== What needs to be done ==
Please copy every one of the records below line for line, changing nothing.
###
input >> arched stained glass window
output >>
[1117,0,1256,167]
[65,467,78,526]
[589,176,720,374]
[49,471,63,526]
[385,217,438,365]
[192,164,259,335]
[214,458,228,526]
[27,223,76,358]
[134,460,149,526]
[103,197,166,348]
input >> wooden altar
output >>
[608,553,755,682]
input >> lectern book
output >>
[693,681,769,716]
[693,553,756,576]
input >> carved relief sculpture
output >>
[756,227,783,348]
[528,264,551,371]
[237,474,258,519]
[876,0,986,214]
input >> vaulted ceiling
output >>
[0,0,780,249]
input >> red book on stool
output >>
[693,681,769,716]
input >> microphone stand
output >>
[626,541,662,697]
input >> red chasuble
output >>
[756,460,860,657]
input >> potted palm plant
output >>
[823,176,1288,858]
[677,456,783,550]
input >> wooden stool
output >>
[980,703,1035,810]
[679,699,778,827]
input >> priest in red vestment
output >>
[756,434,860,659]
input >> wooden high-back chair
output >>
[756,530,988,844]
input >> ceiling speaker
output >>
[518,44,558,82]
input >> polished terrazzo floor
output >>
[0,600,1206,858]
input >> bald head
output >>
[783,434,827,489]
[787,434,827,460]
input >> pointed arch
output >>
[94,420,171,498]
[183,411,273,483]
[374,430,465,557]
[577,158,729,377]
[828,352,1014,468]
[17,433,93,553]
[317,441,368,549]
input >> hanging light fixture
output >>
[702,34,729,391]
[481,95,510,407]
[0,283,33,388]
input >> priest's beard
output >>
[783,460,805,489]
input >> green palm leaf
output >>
###
== Solved problem ==
input >> arched stained glass window
output >>
[1117,0,1256,167]
[65,467,78,526]
[589,176,720,374]
[49,471,63,526]
[385,217,438,365]
[192,164,259,335]
[214,458,228,526]
[27,223,76,358]
[134,460,149,526]
[103,197,166,348]
input >> wooden altar
output >>
[608,553,755,682]
input >> lectern book
output >>
[693,681,769,716]
[693,553,756,576]
input >> carved relief sculpture
output >>
[756,227,783,348]
[528,264,551,371]
[237,474,258,519]
[876,0,986,214]
input >> vaulted ceiling
output >>
[0,0,780,249]
input >> red book on stool
output >>
[693,681,769,716]
input >> microphone stand
output >>
[626,541,662,697]
input >> red chasuble
output >>
[756,460,860,657]
input >> potted palm plant
output >>
[823,176,1288,858]
[677,456,783,550]
input >> wooden stool
output >>
[980,703,1035,810]
[679,699,778,827]
input >> priest in red vestment
output >>
[756,434,860,659]
input >> wooden high-back chair
output >>
[756,530,988,844]
input >> ceiling speaker
output >>
[518,44,558,82]
input >> polished terrazzo floor
output >>
[0,600,1206,858]
input >> bald head
output >>
[783,434,827,489]
[787,434,827,460]
input >> pointed arch
output >>
[94,420,171,498]
[183,411,273,483]
[374,430,465,557]
[577,158,729,377]
[828,352,1014,468]
[17,433,93,553]
[317,441,368,549]
input >> hanging light fixture
output >>
[702,34,729,391]
[481,95,510,407]
[0,283,33,388]
input >> priest's beard
output >>
[783,460,805,489]
input >> green palm leaf
output >>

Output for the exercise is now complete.